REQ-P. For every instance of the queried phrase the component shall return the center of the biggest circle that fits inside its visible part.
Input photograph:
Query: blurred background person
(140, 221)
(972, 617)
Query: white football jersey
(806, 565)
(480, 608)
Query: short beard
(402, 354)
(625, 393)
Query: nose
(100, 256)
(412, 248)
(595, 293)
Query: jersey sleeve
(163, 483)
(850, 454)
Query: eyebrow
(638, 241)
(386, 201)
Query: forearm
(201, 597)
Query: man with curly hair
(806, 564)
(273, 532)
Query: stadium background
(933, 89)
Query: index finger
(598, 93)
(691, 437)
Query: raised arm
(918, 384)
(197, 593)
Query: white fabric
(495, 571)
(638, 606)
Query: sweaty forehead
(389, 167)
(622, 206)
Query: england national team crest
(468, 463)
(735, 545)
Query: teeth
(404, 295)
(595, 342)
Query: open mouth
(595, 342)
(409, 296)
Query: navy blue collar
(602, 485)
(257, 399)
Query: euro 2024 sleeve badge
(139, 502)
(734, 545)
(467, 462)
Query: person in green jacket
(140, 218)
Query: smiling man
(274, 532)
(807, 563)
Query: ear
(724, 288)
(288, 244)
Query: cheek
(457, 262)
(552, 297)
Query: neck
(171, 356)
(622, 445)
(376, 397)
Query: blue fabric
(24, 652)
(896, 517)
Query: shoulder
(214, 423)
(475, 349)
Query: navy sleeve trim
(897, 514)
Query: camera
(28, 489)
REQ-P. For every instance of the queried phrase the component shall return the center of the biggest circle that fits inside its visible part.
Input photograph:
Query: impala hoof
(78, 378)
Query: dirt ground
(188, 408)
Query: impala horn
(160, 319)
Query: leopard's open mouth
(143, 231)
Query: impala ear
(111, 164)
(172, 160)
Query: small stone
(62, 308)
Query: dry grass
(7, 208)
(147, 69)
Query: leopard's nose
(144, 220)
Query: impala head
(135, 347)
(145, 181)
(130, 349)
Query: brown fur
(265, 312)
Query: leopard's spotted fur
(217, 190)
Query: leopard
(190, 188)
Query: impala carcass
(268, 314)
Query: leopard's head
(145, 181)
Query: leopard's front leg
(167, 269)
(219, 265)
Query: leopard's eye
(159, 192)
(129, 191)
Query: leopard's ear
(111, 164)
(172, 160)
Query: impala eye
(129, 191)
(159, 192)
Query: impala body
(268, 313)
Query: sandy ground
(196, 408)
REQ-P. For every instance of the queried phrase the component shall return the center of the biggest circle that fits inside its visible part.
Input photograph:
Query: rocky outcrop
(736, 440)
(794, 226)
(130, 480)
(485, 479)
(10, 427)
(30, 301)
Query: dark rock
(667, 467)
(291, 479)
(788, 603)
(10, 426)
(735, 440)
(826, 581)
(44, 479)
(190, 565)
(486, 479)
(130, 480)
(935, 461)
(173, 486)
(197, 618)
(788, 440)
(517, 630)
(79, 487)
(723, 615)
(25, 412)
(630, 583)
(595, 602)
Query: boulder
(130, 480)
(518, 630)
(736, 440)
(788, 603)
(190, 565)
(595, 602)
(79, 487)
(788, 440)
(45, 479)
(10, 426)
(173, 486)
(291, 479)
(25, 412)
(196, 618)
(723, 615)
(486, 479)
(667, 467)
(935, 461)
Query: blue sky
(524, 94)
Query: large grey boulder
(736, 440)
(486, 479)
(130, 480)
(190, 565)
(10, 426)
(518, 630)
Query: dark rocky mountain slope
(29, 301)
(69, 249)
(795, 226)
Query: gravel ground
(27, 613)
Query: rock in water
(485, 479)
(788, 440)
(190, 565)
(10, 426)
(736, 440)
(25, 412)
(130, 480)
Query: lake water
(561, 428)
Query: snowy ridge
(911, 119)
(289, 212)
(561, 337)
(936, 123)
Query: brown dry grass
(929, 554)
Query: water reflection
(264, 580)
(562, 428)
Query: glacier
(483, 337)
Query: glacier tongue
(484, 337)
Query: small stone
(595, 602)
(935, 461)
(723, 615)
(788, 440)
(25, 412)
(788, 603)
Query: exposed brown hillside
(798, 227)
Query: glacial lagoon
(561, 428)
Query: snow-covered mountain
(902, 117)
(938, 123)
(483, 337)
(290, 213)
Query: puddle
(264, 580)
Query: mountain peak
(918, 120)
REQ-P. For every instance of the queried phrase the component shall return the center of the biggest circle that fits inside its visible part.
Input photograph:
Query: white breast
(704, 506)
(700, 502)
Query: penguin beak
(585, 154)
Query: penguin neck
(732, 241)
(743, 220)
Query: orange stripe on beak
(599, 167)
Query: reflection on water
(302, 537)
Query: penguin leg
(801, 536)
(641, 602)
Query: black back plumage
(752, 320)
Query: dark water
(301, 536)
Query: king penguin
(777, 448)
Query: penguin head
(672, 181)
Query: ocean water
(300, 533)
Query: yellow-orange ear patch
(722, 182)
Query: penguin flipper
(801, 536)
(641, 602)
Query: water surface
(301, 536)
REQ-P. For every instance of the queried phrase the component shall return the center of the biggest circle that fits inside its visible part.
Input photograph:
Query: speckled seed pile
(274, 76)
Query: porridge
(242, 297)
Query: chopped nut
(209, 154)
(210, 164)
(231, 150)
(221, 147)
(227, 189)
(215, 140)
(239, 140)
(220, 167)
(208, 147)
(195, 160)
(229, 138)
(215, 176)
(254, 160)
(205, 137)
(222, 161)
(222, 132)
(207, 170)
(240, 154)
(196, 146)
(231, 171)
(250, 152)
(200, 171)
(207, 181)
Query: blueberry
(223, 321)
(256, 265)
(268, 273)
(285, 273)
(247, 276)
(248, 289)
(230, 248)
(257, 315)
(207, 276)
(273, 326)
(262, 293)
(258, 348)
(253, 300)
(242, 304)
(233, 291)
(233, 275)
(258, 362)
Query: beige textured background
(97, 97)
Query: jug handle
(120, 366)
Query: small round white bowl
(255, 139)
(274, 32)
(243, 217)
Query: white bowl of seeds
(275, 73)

━━━━━━━━━━━━━━━━━━━━━━━━━━━━━━

* **Stated exercise**
Take the listing above and set it down exactly.

* **Complete answer**
REQ-P. For every instance of the queried phrase the component shall return the center of the biggest circle that fits inside its visible part.
Input photograph:
Query: blurred background person
(140, 221)
(972, 617)
Query: white football jersey
(806, 565)
(480, 608)
Query: short beard
(402, 354)
(625, 393)
Query: nose
(100, 256)
(412, 248)
(595, 293)
Query: jersey sleeve
(163, 483)
(850, 454)
Query: eyebrow
(638, 241)
(386, 201)
Query: forearm
(201, 597)
Query: man with curly hair
(806, 564)
(273, 532)
Query: stadium background
(933, 89)
Query: index finger
(598, 93)
(691, 437)
Query: raised arm
(918, 384)
(197, 593)
Query: white fabric
(495, 571)
(638, 606)
Query: sweaty forehead
(389, 167)
(622, 206)
Query: england national team crest
(468, 463)
(735, 545)
Query: teeth
(404, 295)
(595, 342)
Query: open mouth
(595, 342)
(409, 296)
Query: navy blue collar
(602, 485)
(257, 399)
Query: euro 2024 sleeve badge
(139, 502)
(734, 545)
(467, 462)
Query: person in green jacket
(140, 218)
Query: smiling man
(274, 532)
(807, 563)
Query: ear
(724, 288)
(288, 244)
Query: cheek
(457, 262)
(552, 297)
Query: neck
(171, 356)
(622, 445)
(376, 397)
Query: blue fabric
(24, 652)
(896, 517)
Query: shoulder
(214, 423)
(475, 349)
Query: navy sleeve trim
(897, 514)
Query: camera
(28, 489)
REQ-P. For every instance of the queried phrase the component shall return the center of the biggest circle that fits inside its visible part.
Input photograph:
Query: impala hoof
(78, 378)
Query: dirt ground
(188, 408)
Query: impala horn
(160, 319)
Query: leopard's open mouth
(143, 231)
Query: impala ear
(111, 164)
(172, 160)
Query: small stone
(62, 308)
Query: dry grass
(7, 208)
(147, 69)
Query: leopard's nose
(144, 220)
Query: impala head
(135, 347)
(145, 181)
(130, 349)
Query: brown fur
(265, 312)
Query: leopard's spotted fur
(217, 190)
Query: leopard
(190, 188)
Query: impala carcass
(268, 314)
Query: leopard's head
(145, 181)
Query: leopard's front leg
(167, 269)
(219, 265)
Query: leopard's eye
(159, 192)
(129, 191)
Query: leopard's ear
(111, 164)
(172, 160)
Query: impala eye
(129, 191)
(159, 192)
Query: impala body
(268, 313)
Query: sandy ground
(196, 408)
REQ-P. For every instance of the queried phrase the component shall return the center of the biggest circle that fits inside its visible part.
Input photograph:
Query: rocky outcrop
(736, 440)
(794, 226)
(130, 480)
(485, 479)
(10, 427)
(30, 301)
Query: dark rock
(667, 467)
(291, 479)
(788, 603)
(10, 426)
(735, 440)
(826, 581)
(44, 479)
(190, 565)
(486, 479)
(130, 480)
(935, 461)
(173, 486)
(197, 618)
(788, 440)
(517, 630)
(79, 487)
(723, 615)
(25, 412)
(630, 583)
(595, 602)
Query: boulder
(130, 480)
(518, 630)
(736, 440)
(788, 603)
(190, 565)
(595, 602)
(79, 487)
(788, 440)
(45, 479)
(10, 426)
(173, 486)
(291, 479)
(25, 412)
(196, 618)
(723, 615)
(486, 479)
(667, 467)
(935, 461)
Query: blue sky
(524, 94)
Query: large grey boulder
(736, 440)
(486, 479)
(130, 480)
(190, 565)
(10, 426)
(518, 630)
Query: dark rocky mountain slope
(29, 301)
(69, 249)
(795, 226)
Query: gravel ground
(27, 613)
Query: rock in water
(485, 479)
(788, 440)
(190, 565)
(10, 426)
(736, 440)
(25, 412)
(130, 480)
Query: lake water
(561, 428)
Query: snowy ridge
(911, 119)
(289, 212)
(561, 337)
(936, 123)
Query: brown dry grass
(929, 554)
Query: water reflection
(264, 580)
(562, 428)
Query: glacier
(483, 337)
Query: glacier tongue
(484, 337)
Query: small stone
(595, 602)
(935, 461)
(723, 615)
(788, 440)
(25, 412)
(788, 603)
Query: exposed brown hillside
(798, 227)
Query: glacial lagoon
(561, 428)
Query: snow-covered mountain
(902, 117)
(938, 123)
(483, 337)
(290, 213)
Query: puddle
(264, 580)
Query: mountain peak
(918, 120)
REQ-P. For every instance of the queried phrase the component shall return the center of the biggest circle that fits inside its visible part.
Input photograph:
Query: white breast
(704, 506)
(700, 502)
Query: penguin beak
(585, 154)
Query: penguin neck
(732, 241)
(743, 220)
Query: orange stripe on beak
(599, 167)
Query: reflection on water
(302, 537)
Query: penguin leg
(801, 536)
(641, 602)
Query: black back plumage
(752, 320)
Query: dark water
(301, 536)
Query: king penguin
(777, 448)
Query: penguin head
(672, 181)
Query: ocean water
(300, 533)
Query: yellow-orange ear patch
(722, 182)
Query: penguin flipper
(801, 536)
(641, 602)
Query: water surface
(301, 536)
REQ-P. For every instance of the queried phrase the component shall return the center of the biggest circle that fits inside its visible part.
Input photograph:
Query: speckled seed pile
(274, 76)
Query: porridge
(242, 297)
Query: chopped nut
(209, 154)
(210, 164)
(231, 150)
(221, 147)
(227, 189)
(215, 140)
(239, 140)
(220, 167)
(208, 147)
(195, 160)
(229, 138)
(215, 176)
(254, 160)
(205, 137)
(222, 161)
(222, 132)
(207, 170)
(240, 154)
(196, 146)
(231, 171)
(250, 152)
(200, 171)
(207, 181)
Query: blueberry
(223, 321)
(256, 265)
(268, 273)
(285, 273)
(247, 276)
(248, 289)
(230, 248)
(257, 315)
(207, 276)
(273, 326)
(262, 293)
(258, 348)
(253, 300)
(242, 304)
(233, 291)
(233, 275)
(258, 362)
Query: beige textured background
(97, 97)
Query: jug handle
(120, 366)
Query: small round white bowl
(255, 139)
(274, 32)
(243, 217)
Query: white bowl of seeds
(275, 73)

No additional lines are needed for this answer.